=== Written exercise ===
Please revise everything from the start of the records down to the line containing "41L8 39L0 37L0", changing "sample" to "example" and leaving all else as is. Leave the pictures out of your answer.
# Start of Provided entries
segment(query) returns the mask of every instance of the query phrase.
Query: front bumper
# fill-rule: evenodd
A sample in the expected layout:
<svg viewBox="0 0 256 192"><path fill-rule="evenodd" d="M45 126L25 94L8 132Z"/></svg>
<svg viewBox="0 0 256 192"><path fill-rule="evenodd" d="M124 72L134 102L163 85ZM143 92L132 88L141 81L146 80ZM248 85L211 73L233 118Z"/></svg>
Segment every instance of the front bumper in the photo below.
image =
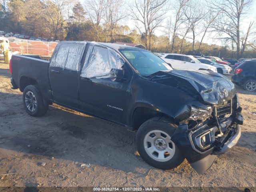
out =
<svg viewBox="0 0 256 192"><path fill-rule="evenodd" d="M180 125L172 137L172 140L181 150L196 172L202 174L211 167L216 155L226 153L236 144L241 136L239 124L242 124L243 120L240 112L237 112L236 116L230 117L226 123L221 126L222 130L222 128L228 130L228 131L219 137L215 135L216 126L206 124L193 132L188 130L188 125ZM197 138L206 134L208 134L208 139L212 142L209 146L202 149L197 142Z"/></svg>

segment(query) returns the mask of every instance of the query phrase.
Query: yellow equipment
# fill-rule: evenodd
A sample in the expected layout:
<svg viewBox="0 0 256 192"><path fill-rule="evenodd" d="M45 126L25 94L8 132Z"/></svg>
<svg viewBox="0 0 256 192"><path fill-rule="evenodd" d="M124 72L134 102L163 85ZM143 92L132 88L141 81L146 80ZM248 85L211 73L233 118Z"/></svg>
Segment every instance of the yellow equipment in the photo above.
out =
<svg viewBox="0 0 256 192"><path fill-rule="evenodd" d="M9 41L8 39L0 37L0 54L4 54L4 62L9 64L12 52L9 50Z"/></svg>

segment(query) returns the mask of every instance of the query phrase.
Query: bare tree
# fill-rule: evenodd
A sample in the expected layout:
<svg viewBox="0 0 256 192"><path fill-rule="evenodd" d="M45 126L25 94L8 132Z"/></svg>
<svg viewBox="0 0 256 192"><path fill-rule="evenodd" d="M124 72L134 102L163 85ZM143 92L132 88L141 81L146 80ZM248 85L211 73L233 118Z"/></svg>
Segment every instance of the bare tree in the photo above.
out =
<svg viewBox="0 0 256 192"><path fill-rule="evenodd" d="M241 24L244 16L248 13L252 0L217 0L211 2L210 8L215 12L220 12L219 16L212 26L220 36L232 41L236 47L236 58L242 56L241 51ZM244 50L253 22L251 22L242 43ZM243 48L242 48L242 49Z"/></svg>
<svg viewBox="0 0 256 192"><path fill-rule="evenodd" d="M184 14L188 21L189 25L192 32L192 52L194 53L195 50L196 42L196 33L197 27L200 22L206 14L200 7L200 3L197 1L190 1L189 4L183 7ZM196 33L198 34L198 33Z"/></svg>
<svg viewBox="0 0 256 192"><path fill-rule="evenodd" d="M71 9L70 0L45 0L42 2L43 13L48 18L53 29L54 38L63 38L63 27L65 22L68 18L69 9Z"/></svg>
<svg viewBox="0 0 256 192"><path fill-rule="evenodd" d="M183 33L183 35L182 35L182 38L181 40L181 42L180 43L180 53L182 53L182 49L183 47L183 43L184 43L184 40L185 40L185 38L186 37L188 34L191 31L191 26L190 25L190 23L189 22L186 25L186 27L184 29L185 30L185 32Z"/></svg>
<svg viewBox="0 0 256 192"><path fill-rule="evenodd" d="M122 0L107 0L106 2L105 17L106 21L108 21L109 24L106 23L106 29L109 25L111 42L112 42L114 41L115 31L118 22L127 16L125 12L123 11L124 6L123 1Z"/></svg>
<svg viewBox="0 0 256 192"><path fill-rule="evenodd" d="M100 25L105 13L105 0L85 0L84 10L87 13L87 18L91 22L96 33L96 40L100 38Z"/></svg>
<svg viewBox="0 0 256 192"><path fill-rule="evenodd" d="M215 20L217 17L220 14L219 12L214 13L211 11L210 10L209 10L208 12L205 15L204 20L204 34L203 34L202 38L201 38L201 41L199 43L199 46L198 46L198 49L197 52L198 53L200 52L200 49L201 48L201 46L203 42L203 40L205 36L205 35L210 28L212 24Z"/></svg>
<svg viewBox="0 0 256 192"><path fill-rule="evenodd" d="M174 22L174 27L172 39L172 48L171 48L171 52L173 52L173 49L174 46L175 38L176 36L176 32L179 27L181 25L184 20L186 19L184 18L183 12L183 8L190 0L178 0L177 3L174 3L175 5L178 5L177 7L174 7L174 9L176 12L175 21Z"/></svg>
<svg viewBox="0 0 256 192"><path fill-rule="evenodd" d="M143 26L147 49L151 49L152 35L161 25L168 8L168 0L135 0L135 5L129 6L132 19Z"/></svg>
# End of Provided entries
=== Output for this task ===
segment(query) returns the mask of every instance of the query phrase.
Query: front bumper
# fill-rule: evenodd
A example in the expected layout:
<svg viewBox="0 0 256 192"><path fill-rule="evenodd" d="M45 126L25 94L8 132Z"/></svg>
<svg viewBox="0 0 256 192"><path fill-rule="evenodd" d="M124 72L134 102L163 85ZM143 92L132 88L141 81L146 80ZM248 85L211 73L233 118Z"/></svg>
Segment every instance of the front bumper in the photo below.
image =
out =
<svg viewBox="0 0 256 192"><path fill-rule="evenodd" d="M180 125L172 137L172 140L181 150L196 172L202 174L211 167L216 155L226 153L236 144L241 136L239 124L242 124L243 120L240 112L237 112L236 116L230 117L226 123L221 126L222 130L222 128L228 130L228 131L219 137L215 135L216 126L206 124L193 132L188 130L188 125ZM197 138L206 134L208 134L208 139L212 142L209 146L202 149L197 142Z"/></svg>

segment(query) returns the mask of every instance of the query phrase.
Query: yellow equipment
# fill-rule: evenodd
A example in the expected layout:
<svg viewBox="0 0 256 192"><path fill-rule="evenodd" d="M45 126L25 94L8 132Z"/></svg>
<svg viewBox="0 0 256 192"><path fill-rule="evenodd" d="M124 72L134 102L163 85ZM143 92L132 88L141 81L146 80ZM248 85L211 73L233 118Z"/></svg>
Segment every instance of the yellow equipment in the photo above.
out =
<svg viewBox="0 0 256 192"><path fill-rule="evenodd" d="M9 41L8 39L0 37L0 54L4 54L4 62L9 64L12 52L9 50Z"/></svg>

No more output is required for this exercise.